(A block of data)
▼

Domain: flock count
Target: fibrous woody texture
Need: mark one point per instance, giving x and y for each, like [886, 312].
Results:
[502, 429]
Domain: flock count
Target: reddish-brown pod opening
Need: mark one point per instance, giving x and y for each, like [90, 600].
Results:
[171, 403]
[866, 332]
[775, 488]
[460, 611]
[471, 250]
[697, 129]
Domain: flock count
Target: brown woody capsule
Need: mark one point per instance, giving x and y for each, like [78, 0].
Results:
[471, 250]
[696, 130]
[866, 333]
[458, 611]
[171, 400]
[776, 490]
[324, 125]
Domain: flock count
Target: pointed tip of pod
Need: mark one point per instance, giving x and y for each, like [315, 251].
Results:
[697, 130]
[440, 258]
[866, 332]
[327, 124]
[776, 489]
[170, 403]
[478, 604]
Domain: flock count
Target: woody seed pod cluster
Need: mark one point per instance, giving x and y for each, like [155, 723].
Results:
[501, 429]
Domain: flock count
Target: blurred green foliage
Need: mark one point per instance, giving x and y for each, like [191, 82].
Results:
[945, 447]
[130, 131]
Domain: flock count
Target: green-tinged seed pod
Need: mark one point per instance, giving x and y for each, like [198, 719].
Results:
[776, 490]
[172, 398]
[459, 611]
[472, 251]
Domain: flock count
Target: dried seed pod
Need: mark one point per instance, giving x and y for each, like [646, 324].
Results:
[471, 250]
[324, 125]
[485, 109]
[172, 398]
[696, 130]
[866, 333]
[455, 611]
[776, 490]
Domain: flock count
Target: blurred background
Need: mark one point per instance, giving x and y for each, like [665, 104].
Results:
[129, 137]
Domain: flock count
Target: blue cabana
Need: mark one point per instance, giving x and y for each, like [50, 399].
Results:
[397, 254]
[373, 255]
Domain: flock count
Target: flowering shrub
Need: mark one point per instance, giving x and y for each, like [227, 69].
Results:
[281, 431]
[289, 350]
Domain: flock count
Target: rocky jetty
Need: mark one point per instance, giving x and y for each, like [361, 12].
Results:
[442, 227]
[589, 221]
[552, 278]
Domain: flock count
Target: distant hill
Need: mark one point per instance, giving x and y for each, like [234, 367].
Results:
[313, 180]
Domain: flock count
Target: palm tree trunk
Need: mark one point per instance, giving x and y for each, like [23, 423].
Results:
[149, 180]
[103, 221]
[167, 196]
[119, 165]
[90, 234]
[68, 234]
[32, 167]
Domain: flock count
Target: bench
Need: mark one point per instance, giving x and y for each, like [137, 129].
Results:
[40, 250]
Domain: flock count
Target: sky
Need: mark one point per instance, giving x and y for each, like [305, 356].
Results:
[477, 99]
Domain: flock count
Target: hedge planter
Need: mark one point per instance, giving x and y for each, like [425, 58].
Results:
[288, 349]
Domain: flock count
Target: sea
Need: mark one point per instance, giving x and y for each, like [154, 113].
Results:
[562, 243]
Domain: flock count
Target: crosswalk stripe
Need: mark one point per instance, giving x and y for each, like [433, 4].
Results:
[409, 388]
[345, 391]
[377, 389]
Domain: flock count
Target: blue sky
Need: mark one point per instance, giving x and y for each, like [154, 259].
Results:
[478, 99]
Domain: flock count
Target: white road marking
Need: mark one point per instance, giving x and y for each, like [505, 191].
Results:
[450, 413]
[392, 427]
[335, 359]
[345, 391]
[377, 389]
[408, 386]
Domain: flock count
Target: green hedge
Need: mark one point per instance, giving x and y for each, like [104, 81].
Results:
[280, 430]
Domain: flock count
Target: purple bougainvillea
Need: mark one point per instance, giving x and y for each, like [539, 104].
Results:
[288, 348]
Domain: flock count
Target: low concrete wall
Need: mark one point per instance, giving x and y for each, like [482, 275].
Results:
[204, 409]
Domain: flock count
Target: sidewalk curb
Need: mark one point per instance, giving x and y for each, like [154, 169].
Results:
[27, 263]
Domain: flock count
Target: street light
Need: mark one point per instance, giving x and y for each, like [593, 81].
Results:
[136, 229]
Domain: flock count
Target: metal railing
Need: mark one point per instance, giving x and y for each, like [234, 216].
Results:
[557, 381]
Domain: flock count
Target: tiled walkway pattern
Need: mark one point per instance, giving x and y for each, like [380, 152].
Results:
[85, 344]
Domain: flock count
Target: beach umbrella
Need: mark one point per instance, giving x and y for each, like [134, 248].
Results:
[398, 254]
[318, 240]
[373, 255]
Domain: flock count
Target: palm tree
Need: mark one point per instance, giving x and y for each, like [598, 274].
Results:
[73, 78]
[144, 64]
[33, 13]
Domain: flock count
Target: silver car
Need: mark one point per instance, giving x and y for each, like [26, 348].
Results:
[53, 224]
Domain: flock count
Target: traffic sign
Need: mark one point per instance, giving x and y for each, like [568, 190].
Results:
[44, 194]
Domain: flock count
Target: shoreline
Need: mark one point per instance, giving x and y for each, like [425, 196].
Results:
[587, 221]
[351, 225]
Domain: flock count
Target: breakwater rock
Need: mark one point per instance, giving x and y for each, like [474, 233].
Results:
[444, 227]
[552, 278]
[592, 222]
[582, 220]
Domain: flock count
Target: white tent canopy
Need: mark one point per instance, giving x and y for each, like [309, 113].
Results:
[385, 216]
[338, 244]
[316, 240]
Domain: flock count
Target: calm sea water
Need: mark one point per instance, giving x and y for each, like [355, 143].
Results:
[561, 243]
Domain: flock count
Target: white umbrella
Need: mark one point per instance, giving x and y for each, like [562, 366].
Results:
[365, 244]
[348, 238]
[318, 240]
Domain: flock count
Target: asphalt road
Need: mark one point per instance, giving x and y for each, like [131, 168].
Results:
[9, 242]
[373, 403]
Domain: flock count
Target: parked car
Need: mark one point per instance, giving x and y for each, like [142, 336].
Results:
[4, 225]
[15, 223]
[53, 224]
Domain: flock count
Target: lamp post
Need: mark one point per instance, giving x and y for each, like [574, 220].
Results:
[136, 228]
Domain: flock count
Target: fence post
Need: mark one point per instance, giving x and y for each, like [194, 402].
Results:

▲

* **What is required**:
From the records, filter out and copy each line that contains the word "blurred".

* **Result of the task**:
Target: blurred green foliage
Target: blurred background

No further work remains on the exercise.